[Brano da esaminare]
Il sorriso è accoglienza. È dedizione che traspare anche in un volto provato.
È “esserci” per davvero, è guardare l’altro e decidere di illuminarlo con un frammento di umanità.
Il sorriso è appagante. Per chi lo riceve. E per chi lo dona.
Lavorare anche con il cuore perché “la passione” si sente è un altro passo importante dell’umanizzazione.
Chi cura senza passione si spegne. E spegne.

Lavorare con il cuore non vuol dire essere perfetti, ma essere presenti con tutto ciò che siamo: scienza e coscienza, tecnica ed emozione.
Il paziente percepisce chi ha passione. La sente nella voce, nello sguardo, nel tempo che si dedica.
La passione non si insegna, ma si può coltivare, alimentare, proteggere.
[/Brano da esaminare]
* _Compiti da svolgere_
1/ Elenca i tre elementi in cui, secondo il brano sul sorriso e la passione nella cura, il paziente sente la passione di chi lo assiste.
2/ Rispondi alle domande seguenti in base al brano sul sorriso e la passione nella cura:
(a) Per chi è appagante il sorriso?
(b) Che cosa accade a chi cura senza passione?
(c) Che cosa, secondo il brano, non vuol dire lavorare con il cuore?
3/ Scrivi il seguito del brano sul sorriso e la passione nella cura, riprendendo subito dopo l'ultima frase.
[Estratti di dati]
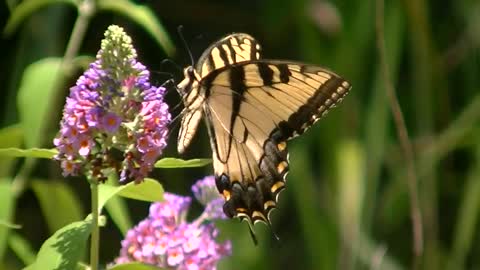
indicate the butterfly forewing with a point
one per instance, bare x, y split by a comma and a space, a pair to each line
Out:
266, 103
252, 108
229, 50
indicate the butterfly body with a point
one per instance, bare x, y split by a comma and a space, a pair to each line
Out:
252, 107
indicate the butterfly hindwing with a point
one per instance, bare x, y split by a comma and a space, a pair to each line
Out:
252, 107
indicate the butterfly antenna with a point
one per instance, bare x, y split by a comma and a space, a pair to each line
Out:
180, 33
170, 61
252, 233
274, 235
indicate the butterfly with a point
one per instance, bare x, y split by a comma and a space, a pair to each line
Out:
252, 107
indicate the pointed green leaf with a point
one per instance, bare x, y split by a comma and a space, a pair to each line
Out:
149, 190
32, 152
59, 204
37, 84
22, 248
168, 163
11, 136
64, 248
117, 208
27, 8
7, 205
142, 15
134, 266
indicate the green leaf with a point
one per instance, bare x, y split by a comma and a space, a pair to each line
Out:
11, 136
142, 15
22, 248
10, 225
134, 266
117, 208
26, 9
7, 205
59, 203
64, 248
32, 152
149, 190
37, 84
168, 163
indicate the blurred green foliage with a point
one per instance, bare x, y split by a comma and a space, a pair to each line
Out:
347, 201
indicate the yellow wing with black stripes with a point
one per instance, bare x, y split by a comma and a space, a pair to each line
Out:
252, 107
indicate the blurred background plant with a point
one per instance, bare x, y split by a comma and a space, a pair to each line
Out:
348, 201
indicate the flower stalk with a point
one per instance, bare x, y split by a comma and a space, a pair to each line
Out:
95, 236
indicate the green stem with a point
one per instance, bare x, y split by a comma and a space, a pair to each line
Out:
94, 241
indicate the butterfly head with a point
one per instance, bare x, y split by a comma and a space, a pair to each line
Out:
190, 81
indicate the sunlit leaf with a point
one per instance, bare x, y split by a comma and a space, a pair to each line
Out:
117, 208
21, 247
11, 136
149, 190
7, 204
59, 203
142, 15
36, 86
168, 163
64, 248
32, 152
27, 8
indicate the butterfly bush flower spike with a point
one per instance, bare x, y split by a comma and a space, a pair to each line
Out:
165, 239
113, 118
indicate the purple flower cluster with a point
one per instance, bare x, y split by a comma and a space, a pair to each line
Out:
167, 240
113, 117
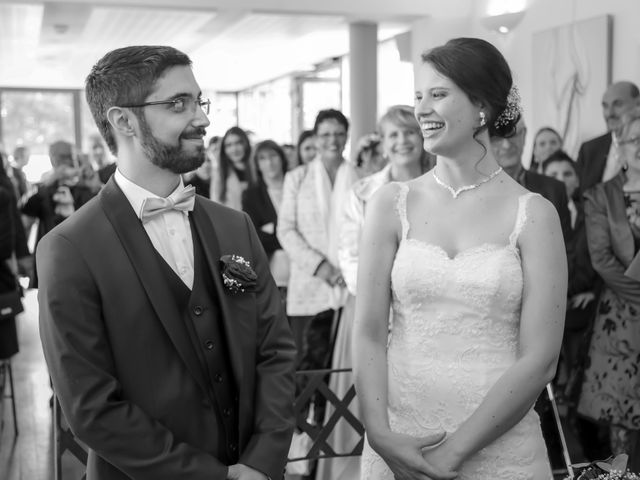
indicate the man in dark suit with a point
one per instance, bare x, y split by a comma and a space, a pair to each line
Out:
162, 328
508, 152
597, 160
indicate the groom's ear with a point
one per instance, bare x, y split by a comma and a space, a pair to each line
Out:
122, 121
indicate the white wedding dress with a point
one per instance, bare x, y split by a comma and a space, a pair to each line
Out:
455, 331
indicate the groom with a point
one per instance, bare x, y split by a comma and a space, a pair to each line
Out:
162, 328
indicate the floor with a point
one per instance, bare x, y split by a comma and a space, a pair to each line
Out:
30, 455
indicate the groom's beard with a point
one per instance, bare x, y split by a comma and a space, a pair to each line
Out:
169, 157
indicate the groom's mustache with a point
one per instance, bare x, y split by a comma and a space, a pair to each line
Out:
194, 134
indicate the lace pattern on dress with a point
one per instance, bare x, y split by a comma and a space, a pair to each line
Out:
401, 208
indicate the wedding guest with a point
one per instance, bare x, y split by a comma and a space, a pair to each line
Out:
545, 142
16, 171
597, 159
234, 173
611, 381
306, 147
401, 143
262, 203
200, 178
291, 153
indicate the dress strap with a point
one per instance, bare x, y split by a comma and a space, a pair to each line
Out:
401, 207
521, 217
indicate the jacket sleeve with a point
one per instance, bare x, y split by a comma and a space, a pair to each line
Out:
350, 232
604, 259
77, 349
268, 447
300, 252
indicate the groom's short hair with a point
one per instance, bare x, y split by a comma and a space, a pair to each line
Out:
126, 76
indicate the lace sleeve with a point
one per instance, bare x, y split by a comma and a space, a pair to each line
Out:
401, 208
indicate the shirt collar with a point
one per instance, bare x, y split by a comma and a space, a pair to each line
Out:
136, 194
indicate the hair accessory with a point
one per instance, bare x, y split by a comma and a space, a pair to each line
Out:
455, 192
513, 109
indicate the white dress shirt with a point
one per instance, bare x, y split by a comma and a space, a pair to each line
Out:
170, 232
613, 165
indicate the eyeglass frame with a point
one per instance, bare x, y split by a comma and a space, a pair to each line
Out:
201, 102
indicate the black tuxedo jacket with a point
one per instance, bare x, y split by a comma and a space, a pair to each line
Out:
257, 203
554, 191
592, 159
121, 360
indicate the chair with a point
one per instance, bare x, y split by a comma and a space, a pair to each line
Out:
7, 372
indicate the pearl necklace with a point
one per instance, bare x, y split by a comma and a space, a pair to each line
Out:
464, 188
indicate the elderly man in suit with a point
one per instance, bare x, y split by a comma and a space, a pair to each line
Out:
597, 159
162, 328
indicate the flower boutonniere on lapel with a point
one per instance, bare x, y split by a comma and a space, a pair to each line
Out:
237, 274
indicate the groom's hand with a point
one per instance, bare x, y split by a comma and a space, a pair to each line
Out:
242, 472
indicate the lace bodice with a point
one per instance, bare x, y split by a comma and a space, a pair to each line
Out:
455, 332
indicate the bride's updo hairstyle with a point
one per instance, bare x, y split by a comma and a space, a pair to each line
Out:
481, 72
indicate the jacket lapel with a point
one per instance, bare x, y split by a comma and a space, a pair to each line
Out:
228, 308
142, 256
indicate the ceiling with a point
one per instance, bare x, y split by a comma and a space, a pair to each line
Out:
233, 44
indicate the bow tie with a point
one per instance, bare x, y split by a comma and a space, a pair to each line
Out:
182, 201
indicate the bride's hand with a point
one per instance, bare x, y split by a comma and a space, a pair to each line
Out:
403, 455
442, 457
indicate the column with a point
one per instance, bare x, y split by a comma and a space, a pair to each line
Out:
363, 81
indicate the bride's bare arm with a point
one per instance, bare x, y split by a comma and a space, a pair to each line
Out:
378, 247
544, 293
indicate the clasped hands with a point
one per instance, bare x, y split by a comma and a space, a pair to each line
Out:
243, 472
425, 458
330, 274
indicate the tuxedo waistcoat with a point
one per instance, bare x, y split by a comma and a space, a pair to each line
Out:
200, 308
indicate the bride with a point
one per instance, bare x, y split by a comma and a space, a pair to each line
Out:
474, 269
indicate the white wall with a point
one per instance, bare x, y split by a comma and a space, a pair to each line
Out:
518, 49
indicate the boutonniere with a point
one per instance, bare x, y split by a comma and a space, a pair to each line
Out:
237, 274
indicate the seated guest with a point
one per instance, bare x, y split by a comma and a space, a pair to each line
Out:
306, 147
597, 158
262, 202
611, 381
546, 142
234, 173
583, 280
508, 152
12, 245
401, 142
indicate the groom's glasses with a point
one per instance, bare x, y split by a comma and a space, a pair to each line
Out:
180, 104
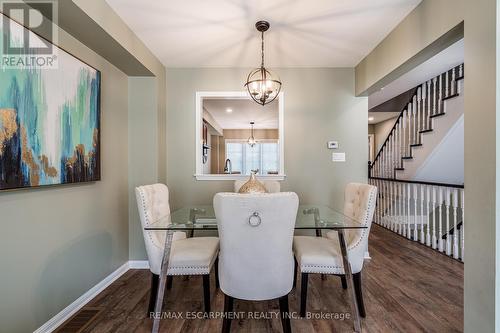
[/Estratti di dati]
* _Soluzioni dei compiti_
1/ La voce, lo sguardo, il tempo che si dedica.

2/
(a) Per chi lo riceve e per chi lo dona.
(b) Si spegne, e spegne.
(c) Non vuol dire essere perfetti.

3/
Dobbiamo ritrovare e poi proteggere la passione perduta, nonostante tutto (le incombenze burocratiche, il budget, i DRG, il bilancio..) sembra volercela togliere, dobbiamo tornare al momento in cui abbiamo scelto di “fare i medici o gli infermieri.”
Non facciamoci rubare dal sistema la nostra passione solo così saremo tecnologicamente umani e la nostra infelicità ne trarrà beneficio.
È l’unico modo per uscire tutti vincenti, noi e i pazienti.

Conclusioni
Non smetterò mai di credere a questo sogno:
Sogno ospedali che profumano di umanità, anche tra le corsie affollate.
Sogno medici e infermieri che si sentano parte di una nobile professione, non solo di un turno.
Sogno pazienti che si sentano visti, ascoltati, accolti, compresi.
Certo, forse è utopia, ma ogni cambiamento vero nasce da un sogno.
E io, quel sogno, ce l’ho nel cuore.
Ogni giorno. Ogni paziente. Ogni volta che entro in reparto.
Perché la medicina senza umanità è solo tecnica.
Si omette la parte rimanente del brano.